» Written tasks:
1. From the thread on cleaning PFS, reproduce word for word everything from "## PfunMo (Jul" down to "(Sep 9, 2010)".
2. In the thread on cleaning PFS, what tool does PfunMo use to stir and smooth the sand?

───── Reading text

# Cleaning PFS



## hbbyhorse (Oct 15, 2010)

Hi All
as wondering what is the best way to clean the substrate?
I've still got my gravel vac from the previous setup, but am concerned about sucking up the sand.
And, do I move the sand around like I did with the gravel?

Thx in advance


----------



## PfunMo (Jul 30, 2009)

I try to "hover" the vac a bit over the surface of the sand to avoid picking up too much and then if you get it right the sand will go into the large portion and fly around and fall back into the tank. That's when you are perfect! For me I settle on loosing a bit of sand over time but not enough to worry me as it is pretty cheap to start. For stirring, I do stir but make it a different operation from the vac time. I have a long stick gizmo designed to scrape algae that works to stir and smooth sand.


----------



## blusue2 (Sep 9, 2010)

──────────
───── Recorded data

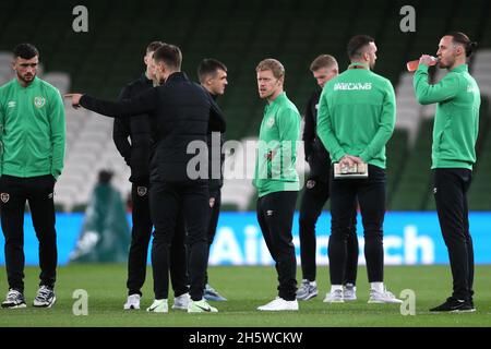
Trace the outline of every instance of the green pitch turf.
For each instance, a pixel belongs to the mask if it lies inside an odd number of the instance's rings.
[[[263,313],[255,309],[276,296],[273,267],[211,267],[212,285],[229,300],[214,302],[219,313],[188,314],[170,310],[167,314],[146,313],[153,301],[152,269],[143,289],[140,311],[123,311],[125,300],[125,265],[70,265],[58,269],[52,309],[34,309],[37,290],[35,267],[26,268],[26,309],[0,309],[0,326],[181,326],[181,327],[327,327],[327,326],[491,326],[491,266],[476,268],[477,312],[466,314],[432,314],[428,309],[440,304],[451,289],[448,266],[385,267],[386,285],[396,296],[404,289],[416,293],[416,315],[403,316],[397,304],[368,304],[367,270],[359,268],[358,300],[345,304],[326,304],[322,300],[328,289],[327,267],[319,267],[320,294],[300,302],[299,312]],[[298,276],[301,274],[298,273]],[[7,292],[4,267],[0,287]],[[88,293],[88,315],[75,316],[73,291]],[[169,309],[173,296],[169,297]],[[3,300],[3,294],[2,294]]]

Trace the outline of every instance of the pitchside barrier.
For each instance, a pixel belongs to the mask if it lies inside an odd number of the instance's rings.
[[[131,224],[131,216],[128,216]],[[477,264],[491,264],[491,212],[469,214],[470,232]],[[320,265],[328,263],[327,242],[331,217],[323,213],[316,225]],[[57,214],[58,258],[64,265],[74,250],[82,229],[83,214]],[[26,214],[25,262],[38,263],[38,243]],[[300,263],[298,238],[298,213],[294,222],[294,242],[297,262]],[[361,217],[358,215],[358,239],[360,244],[359,263],[364,264],[363,232]],[[96,234],[94,234],[96,239]],[[94,242],[94,241],[93,241]],[[4,239],[0,236],[0,264],[4,264]],[[388,212],[384,221],[385,265],[447,264],[448,256],[443,242],[436,213],[434,212]],[[149,254],[148,254],[149,255]],[[149,261],[149,260],[148,260]],[[270,265],[273,261],[261,236],[255,213],[220,214],[217,233],[209,254],[209,265]]]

──────────

» Results of the exercise:
1.
## PfunMo (Jul 30, 2009)

I try to "hover" the vac a bit over the surface of the sand to avoid picking up too much and then if you get it right the sand will go into the large portion and fly around and fall back into the tank. That's when you are perfect! For me I settle on loosing a bit of sand over time but not enough to worry me as it is pretty cheap to start. For stirring, I do stir but make it a different operation from the vac time. I have a long stick gizmo designed to scrape algae that works to stir and smooth sand.


----------



## blusue2 (Sep 9, 2010)

2. A long stick gizmo designed to scrape algae.